Records:
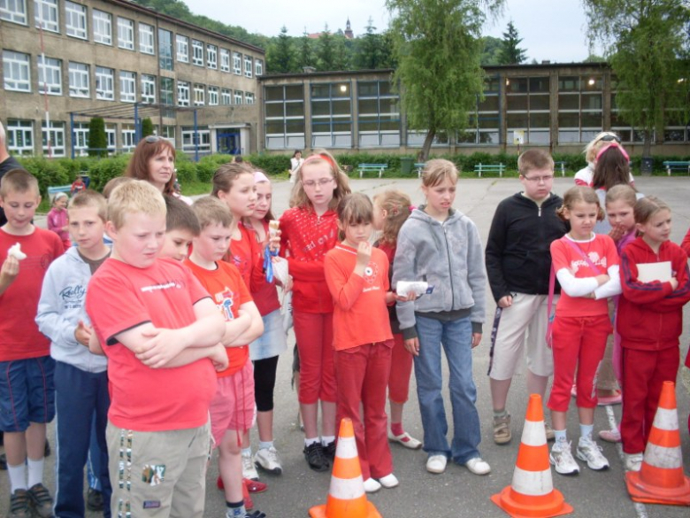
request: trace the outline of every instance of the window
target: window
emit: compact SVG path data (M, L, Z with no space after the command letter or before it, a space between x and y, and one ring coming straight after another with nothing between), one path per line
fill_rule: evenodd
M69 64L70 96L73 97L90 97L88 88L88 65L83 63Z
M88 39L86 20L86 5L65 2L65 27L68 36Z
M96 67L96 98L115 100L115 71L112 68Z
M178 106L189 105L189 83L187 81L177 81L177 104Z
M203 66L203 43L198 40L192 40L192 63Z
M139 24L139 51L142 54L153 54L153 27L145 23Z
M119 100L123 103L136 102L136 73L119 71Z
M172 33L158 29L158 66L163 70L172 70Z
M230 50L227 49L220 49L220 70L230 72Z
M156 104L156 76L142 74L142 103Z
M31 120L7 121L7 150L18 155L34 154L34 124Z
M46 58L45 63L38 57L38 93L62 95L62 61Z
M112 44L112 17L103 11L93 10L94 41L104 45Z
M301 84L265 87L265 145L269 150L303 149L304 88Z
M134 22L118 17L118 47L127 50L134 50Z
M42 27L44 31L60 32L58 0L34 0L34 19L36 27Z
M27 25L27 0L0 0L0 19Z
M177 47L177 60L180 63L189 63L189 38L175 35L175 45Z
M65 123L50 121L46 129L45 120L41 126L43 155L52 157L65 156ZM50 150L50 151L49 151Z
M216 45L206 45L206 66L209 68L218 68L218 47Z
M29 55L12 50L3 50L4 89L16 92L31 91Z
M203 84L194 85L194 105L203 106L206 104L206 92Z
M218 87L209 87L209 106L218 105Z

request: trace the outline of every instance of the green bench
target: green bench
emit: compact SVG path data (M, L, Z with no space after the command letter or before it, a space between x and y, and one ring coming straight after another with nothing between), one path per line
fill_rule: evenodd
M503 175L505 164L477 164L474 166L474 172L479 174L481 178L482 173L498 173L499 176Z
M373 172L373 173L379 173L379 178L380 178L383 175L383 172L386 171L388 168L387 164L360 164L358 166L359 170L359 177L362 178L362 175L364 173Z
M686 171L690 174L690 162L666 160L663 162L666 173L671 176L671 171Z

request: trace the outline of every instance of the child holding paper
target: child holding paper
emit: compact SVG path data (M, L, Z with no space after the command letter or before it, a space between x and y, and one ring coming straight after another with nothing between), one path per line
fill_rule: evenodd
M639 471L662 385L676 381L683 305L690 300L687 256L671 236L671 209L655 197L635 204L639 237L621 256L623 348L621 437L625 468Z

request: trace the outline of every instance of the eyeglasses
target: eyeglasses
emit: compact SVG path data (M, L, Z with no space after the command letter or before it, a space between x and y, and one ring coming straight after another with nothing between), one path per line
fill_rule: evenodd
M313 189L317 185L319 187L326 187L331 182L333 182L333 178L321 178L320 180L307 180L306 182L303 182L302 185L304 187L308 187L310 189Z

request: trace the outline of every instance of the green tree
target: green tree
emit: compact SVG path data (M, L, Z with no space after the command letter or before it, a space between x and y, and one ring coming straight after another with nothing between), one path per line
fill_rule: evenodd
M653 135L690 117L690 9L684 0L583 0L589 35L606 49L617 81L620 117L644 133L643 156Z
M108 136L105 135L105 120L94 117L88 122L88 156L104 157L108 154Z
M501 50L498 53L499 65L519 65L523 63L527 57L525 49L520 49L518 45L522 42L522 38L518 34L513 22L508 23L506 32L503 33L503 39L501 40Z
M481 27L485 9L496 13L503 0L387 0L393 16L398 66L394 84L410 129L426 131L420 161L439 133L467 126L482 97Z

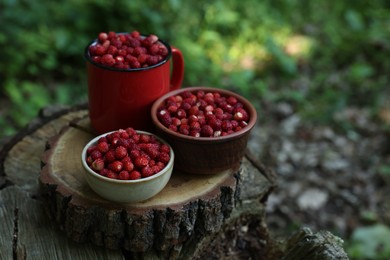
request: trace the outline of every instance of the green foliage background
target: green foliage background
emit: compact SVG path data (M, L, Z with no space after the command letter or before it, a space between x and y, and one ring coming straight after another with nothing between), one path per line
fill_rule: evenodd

The task: Repeat the listing in full and exactly. Do not include any images.

Reply to the task:
request: trace the outline of every instance of the window
target: window
emit: compact SVG path data (M, L, Z with no space after the command letter or before it, a space between x and y, and one ring coming straight after another with nothing between), one path per line
fill_rule: evenodd
M69 64L70 96L73 97L90 97L88 88L88 65L83 63Z
M88 39L86 20L86 5L65 2L65 27L68 36Z
M96 67L96 98L115 100L115 71L112 68Z
M178 106L189 105L189 83L187 81L177 81L177 104Z
M203 66L203 43L198 40L192 40L192 63Z
M139 24L139 51L142 54L153 54L153 27L145 23Z
M119 100L123 103L136 102L136 73L119 71Z
M172 33L158 29L158 66L163 70L172 70Z
M230 50L227 49L220 49L220 70L230 72Z
M156 104L156 76L142 74L142 103Z
M31 120L7 121L7 150L18 155L34 154L34 124Z
M46 58L45 63L38 57L38 93L62 95L62 61Z
M112 44L112 17L103 11L93 10L94 41L104 45Z
M301 84L265 87L265 145L269 150L303 149L304 88Z
M134 22L118 17L118 47L127 50L134 50Z
M42 27L44 31L60 32L58 0L34 0L34 19L36 27Z
M27 25L27 0L0 0L0 19Z
M177 47L177 60L180 63L189 63L189 38L175 35L175 45Z
M65 123L50 121L46 129L45 120L41 126L43 155L52 157L65 156ZM50 150L50 151L49 151Z
M216 45L206 45L206 66L209 68L218 68L218 47Z
M29 55L12 50L3 50L4 89L16 92L31 91Z
M203 84L194 85L194 105L203 106L206 104L206 92Z
M218 87L209 87L209 106L218 105Z

request: trace the outline of every instance of the green bench
target: green bench
emit: compact SVG path data (M, L, Z with no space after the command letter or before it, a space between x and y, and one ring coming straight after another with nothing between), one path per line
fill_rule: evenodd
M503 175L505 164L477 164L474 166L474 172L479 174L481 178L482 173L498 173L499 176Z
M373 172L373 173L379 173L379 178L380 178L383 175L383 172L386 171L388 168L387 164L360 164L358 166L359 170L359 177L362 178L362 175L364 173Z
M686 171L690 174L690 162L666 160L663 162L666 173L671 176L671 171Z

request: trace the outline of every instance of the child holding paper
target: child holding paper
emit: compact SVG path data (M, L, Z with no space after the command letter or before it, a space between x and y, and one ring coming straight after another with nothing between), one path per line
fill_rule: evenodd
M639 471L662 385L676 381L683 305L690 300L687 256L671 236L671 209L655 197L635 204L639 237L621 256L623 348L621 437L625 468Z

request: trace the outline of every instance of the eyeglasses
target: eyeglasses
emit: compact SVG path data (M, L, Z with no space after the command letter or before it, a space between x and y, and one ring coming straight after another with nothing between), one path per line
fill_rule: evenodd
M313 189L317 185L319 187L326 187L331 182L333 182L333 178L321 178L320 180L307 180L306 182L303 182L302 185L304 187L308 187L310 189Z

request: trace the outline of every instance of the green tree
target: green tree
emit: compact SVG path data (M, L, Z with no space after the command letter or before it, a space between x and y, and one ring coming straight after another with nothing between), one path per line
fill_rule: evenodd
M653 135L690 117L690 9L684 0L583 0L589 35L606 49L617 81L620 117L644 133L643 156Z
M108 136L105 135L105 120L94 117L88 122L88 156L104 157L108 154Z
M501 50L498 53L499 65L519 65L523 63L527 57L525 49L520 49L518 45L522 42L522 38L518 34L513 22L508 23L506 32L503 33L503 39L501 40Z
M481 27L485 9L496 13L503 0L387 0L393 16L398 66L394 84L410 129L426 131L420 161L439 133L467 126L482 97Z

request: trace the outline of every instance of the green foliage background
target: green foliage background
emit: compact SVG path data (M, L, Z with no space after the command letter or before it, a space between x and y, and one ring coming straight after another with nothing between), one path per line
fill_rule: evenodd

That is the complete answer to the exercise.